§ EXERCICES:
a. D'après l'extrait, à quelle date les législatives ont-elles finalement eu lieu en Guinée ?
b. Reprenez les entrées depuis leur toute première ligne jusqu'à celle qui contient « 241 2 300 246 », incluse, en remplaçant « green bush » par « green shrub » sans rien changer d'autre. Ne donnez que cette partie.

§ EXTRAIT:

Si le souci de tous est que la présidentielle de 2015 en Guinée soit pacifique et crédible, toute une série de questions, dont seulement certaines sont ici évoquées, doit être tranchées aussi vite que possible. Ces questions découlent aussi bien des engagements pris par les acteurs politiques que des difficultés rencontrées dans la gestion des législatives de 2013.
Depuis le 15 novembre 2013, date de la proclamation des résultats définitifs des dernières élections législatives par la Cour suprême, les Guinéens et tous ceux qui sont préoccupés par la situation en Guinée ont poussé, à juste titre, un soupir de soulagement. Après plusieurs reports, presque trois ans de tensions politiques et sociales, des dizaines de morts et une quantité probablement inestimable (1) de biens publics et privés détruits, les législatives censées se tenir durant le premier semestre 2011 ont finalement eu lieu le 28 septembre 2013. L’on peut comprendre que, après 3 ans de péripéties, les Guinéens (y compris les acteurs politiques) cherchent en ce moment un temps d’accalmie pour s’occuper d’autre chose que de politique. Il n’est malheureusement pas sûr qu’ils puissent s’offrir ce luxe.

§ ENTRÉES FOURNIES:
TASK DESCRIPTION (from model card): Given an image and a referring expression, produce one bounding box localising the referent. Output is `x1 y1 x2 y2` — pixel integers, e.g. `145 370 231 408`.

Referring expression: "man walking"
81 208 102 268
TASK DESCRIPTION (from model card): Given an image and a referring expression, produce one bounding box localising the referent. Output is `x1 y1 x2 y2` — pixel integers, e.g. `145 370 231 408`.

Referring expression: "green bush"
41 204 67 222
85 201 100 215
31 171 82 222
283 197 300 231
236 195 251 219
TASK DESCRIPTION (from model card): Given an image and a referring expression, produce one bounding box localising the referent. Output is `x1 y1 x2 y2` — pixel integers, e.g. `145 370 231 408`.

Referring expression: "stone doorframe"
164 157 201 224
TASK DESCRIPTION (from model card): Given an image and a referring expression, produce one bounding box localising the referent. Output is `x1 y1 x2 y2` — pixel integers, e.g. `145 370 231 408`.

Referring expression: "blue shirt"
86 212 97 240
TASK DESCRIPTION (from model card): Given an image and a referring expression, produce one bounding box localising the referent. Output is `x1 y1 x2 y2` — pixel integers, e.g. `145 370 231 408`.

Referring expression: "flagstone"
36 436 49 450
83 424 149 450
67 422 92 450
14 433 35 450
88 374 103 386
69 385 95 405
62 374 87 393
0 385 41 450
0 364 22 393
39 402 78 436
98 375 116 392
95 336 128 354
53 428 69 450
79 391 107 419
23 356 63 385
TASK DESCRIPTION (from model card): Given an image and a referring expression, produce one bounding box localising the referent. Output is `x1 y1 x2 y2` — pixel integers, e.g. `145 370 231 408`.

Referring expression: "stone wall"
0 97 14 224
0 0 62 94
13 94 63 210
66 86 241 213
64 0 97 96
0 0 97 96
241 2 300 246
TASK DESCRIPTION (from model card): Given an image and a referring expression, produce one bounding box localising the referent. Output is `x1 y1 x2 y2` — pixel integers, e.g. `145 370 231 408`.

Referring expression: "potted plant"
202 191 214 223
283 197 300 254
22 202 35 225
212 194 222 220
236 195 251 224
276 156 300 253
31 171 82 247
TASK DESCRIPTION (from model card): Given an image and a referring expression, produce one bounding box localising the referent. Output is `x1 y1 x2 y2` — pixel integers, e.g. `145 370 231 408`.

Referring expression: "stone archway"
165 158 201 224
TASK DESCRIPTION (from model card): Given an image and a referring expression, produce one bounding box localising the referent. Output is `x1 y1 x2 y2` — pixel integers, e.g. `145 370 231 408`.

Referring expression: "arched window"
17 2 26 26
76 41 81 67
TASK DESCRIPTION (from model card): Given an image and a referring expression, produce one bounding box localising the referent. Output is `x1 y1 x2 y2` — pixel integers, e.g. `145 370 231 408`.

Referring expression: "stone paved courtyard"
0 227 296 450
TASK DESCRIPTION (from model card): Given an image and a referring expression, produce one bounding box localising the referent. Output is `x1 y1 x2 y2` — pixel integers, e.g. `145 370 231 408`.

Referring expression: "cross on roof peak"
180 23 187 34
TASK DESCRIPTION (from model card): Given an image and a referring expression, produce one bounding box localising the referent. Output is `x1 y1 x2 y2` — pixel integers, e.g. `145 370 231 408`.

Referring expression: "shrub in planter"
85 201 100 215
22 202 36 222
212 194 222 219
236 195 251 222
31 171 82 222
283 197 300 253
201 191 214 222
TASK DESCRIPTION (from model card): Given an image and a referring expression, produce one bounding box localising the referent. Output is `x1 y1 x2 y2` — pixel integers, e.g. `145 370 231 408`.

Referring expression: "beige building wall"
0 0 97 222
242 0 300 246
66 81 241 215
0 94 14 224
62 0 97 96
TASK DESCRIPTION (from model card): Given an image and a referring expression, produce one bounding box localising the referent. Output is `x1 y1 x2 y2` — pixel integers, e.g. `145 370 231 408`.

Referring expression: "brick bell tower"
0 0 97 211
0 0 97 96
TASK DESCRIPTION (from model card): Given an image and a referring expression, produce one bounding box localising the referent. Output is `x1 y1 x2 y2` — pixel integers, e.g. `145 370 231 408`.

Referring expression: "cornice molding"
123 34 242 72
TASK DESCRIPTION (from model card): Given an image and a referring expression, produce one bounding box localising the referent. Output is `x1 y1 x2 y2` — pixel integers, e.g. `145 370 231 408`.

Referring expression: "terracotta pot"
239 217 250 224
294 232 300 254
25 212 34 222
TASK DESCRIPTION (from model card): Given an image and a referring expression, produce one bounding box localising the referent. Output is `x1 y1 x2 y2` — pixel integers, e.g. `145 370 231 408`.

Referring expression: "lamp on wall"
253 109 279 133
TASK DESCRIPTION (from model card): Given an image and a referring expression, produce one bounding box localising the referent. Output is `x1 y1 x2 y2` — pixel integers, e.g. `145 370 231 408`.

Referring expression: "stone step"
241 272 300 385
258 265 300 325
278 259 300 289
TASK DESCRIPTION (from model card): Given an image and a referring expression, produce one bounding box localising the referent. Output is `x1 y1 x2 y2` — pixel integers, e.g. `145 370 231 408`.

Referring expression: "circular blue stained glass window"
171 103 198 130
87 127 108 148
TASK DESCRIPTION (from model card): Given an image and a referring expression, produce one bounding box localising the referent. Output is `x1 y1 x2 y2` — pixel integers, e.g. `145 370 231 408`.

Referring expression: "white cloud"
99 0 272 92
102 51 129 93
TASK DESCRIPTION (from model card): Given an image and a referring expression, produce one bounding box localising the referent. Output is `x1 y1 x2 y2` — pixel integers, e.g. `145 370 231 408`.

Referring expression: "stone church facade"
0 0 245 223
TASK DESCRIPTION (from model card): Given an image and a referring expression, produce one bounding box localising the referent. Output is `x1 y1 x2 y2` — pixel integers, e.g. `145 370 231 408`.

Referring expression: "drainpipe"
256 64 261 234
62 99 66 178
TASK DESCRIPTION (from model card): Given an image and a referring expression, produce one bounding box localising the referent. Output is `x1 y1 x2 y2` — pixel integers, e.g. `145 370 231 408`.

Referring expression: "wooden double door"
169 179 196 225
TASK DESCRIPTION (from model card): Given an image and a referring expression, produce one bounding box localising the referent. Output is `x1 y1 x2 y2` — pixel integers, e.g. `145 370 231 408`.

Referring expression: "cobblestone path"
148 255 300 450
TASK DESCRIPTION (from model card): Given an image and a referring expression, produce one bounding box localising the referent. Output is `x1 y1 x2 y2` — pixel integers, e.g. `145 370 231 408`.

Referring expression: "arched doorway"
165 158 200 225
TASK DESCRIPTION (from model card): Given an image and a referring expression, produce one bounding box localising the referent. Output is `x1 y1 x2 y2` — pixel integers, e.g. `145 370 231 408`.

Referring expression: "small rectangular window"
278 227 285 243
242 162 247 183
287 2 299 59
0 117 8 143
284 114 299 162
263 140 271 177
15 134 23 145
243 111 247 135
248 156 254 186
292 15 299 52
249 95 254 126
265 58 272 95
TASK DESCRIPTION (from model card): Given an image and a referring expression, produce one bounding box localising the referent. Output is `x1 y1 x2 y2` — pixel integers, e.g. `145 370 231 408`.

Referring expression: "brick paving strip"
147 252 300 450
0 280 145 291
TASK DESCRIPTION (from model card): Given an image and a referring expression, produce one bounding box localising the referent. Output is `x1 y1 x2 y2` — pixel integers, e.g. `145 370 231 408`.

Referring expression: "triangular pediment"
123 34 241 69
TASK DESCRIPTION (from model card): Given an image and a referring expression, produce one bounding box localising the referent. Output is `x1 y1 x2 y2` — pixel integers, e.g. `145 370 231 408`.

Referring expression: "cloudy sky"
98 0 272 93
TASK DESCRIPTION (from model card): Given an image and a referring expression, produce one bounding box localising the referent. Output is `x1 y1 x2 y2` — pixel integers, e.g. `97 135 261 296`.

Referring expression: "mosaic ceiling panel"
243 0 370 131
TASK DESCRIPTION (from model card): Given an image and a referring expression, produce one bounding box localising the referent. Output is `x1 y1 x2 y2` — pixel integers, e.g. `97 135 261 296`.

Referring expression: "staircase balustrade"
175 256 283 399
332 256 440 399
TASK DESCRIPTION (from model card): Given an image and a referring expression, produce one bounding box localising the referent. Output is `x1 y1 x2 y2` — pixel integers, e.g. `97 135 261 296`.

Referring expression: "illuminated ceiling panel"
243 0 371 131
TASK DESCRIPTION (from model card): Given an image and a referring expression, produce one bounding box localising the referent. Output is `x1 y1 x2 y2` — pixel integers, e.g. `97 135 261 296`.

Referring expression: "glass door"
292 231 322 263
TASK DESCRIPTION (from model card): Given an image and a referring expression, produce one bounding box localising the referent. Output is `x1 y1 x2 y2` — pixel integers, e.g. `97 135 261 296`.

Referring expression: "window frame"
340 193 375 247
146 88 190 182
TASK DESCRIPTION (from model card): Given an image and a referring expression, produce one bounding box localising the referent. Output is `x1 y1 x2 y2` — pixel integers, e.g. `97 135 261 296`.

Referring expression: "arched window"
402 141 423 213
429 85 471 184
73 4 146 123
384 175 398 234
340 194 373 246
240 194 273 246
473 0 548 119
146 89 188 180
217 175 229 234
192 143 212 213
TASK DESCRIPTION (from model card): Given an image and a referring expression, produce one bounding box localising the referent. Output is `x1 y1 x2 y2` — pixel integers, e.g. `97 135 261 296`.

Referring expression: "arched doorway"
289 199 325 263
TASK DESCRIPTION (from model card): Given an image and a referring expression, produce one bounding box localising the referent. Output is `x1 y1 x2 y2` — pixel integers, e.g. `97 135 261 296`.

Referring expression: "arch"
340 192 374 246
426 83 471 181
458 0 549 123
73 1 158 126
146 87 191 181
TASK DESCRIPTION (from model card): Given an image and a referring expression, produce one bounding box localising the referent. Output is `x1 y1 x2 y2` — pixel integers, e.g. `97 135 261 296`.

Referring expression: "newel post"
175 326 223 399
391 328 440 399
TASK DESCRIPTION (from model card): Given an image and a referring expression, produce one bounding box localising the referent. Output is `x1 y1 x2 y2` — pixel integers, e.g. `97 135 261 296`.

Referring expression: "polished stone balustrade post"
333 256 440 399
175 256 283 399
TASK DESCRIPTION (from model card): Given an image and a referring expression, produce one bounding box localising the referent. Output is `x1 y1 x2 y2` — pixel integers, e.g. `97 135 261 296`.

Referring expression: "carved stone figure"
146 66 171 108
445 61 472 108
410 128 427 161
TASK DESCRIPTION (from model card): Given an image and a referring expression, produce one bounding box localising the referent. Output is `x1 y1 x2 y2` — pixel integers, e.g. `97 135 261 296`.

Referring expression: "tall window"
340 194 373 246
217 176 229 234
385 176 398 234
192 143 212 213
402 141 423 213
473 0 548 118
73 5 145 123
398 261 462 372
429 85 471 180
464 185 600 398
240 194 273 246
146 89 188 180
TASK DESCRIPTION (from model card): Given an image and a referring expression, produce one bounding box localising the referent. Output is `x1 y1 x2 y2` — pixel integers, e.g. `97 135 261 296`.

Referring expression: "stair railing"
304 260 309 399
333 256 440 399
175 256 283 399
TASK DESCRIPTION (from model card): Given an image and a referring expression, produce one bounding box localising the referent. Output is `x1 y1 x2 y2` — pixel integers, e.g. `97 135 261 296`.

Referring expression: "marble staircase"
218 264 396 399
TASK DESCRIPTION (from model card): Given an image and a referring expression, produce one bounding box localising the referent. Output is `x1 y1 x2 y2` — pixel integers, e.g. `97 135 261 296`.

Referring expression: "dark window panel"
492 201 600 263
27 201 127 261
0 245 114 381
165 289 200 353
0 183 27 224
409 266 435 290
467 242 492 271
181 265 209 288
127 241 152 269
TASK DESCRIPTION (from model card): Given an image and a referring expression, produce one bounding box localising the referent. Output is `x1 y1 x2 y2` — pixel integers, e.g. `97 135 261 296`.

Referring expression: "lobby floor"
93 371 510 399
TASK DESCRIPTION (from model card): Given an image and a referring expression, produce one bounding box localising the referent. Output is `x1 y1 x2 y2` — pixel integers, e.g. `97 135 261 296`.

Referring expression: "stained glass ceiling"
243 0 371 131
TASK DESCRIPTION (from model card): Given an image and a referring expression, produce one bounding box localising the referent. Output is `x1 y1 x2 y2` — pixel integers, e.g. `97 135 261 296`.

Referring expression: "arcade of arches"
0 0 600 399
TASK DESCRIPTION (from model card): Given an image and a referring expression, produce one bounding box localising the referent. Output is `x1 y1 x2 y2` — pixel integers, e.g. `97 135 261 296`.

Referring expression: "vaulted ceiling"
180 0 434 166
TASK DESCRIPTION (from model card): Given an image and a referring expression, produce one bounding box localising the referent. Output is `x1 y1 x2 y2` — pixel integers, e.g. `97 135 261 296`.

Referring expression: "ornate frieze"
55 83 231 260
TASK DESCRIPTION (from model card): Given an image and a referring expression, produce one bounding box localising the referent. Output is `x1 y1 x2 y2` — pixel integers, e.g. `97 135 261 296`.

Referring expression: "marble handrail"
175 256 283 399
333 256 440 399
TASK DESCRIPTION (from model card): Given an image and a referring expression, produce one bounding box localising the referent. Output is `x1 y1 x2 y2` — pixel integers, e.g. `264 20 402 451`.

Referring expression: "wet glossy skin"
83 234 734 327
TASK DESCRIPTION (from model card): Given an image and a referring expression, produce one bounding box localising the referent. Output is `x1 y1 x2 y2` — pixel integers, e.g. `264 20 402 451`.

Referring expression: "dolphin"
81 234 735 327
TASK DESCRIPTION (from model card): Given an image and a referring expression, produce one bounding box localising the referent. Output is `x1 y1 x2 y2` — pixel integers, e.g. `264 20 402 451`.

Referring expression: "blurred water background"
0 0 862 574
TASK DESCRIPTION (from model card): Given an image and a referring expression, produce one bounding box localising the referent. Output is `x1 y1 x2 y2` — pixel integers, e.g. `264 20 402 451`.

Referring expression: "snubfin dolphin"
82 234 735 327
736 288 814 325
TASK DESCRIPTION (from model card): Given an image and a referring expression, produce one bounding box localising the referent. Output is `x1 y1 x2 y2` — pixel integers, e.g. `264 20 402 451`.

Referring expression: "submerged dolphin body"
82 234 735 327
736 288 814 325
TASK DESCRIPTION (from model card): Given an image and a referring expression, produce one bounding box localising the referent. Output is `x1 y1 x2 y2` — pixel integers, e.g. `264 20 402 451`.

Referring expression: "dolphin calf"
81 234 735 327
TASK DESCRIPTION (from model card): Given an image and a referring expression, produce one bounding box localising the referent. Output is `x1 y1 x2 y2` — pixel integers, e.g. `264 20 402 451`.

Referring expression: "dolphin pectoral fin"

§ CORRIGÉ:
a. Le 28 septembre 2013.

b.
TASK DESCRIPTION (from model card): Given an image and a referring expression, produce one bounding box localising the referent. Output is `x1 y1 x2 y2` — pixel integers, e.g. `145 370 231 408`.

Referring expression: "man walking"
81 208 102 268
TASK DESCRIPTION (from model card): Given an image and a referring expression, produce one bounding box localising the referent. Output is `x1 y1 x2 y2` — pixel integers, e.g. `145 370 231 408`.

Referring expression: "green shrub"
41 204 67 222
85 201 100 215
31 171 82 222
283 197 300 231
236 195 251 219
TASK DESCRIPTION (from model card): Given an image and a referring expression, produce one bounding box localising the referent. Output is `x1 y1 x2 y2` — pixel integers, e.g. `145 370 231 408`.

Referring expression: "stone doorframe"
164 157 201 224
TASK DESCRIPTION (from model card): Given an image and a referring expression, produce one bounding box localising the referent. Output is `x1 y1 x2 y2` — pixel integers, e.g. `145 370 231 408`.

Referring expression: "blue shirt"
86 212 97 240
TASK DESCRIPTION (from model card): Given an image and a referring expression, produce one bounding box localising the referent. Output is `x1 y1 x2 y2` — pixel integers, e.g. `145 370 231 408`.

Referring expression: "flagstone"
36 436 49 450
83 424 149 450
67 422 92 450
14 433 35 450
88 374 103 386
69 385 95 405
62 374 87 393
0 385 41 450
0 364 22 393
39 402 78 436
98 375 116 392
95 336 128 354
53 428 69 450
79 391 107 419
23 356 63 385
TASK DESCRIPTION (from model card): Given an image and a referring expression, produce one bounding box localising the referent. Output is `x1 y1 x2 y2` — pixel integers, e.g. `145 370 231 408`.

Referring expression: "stone wall"
0 97 14 224
0 0 62 94
13 94 63 210
66 86 241 213
64 0 97 96
0 0 97 96
241 2 300 246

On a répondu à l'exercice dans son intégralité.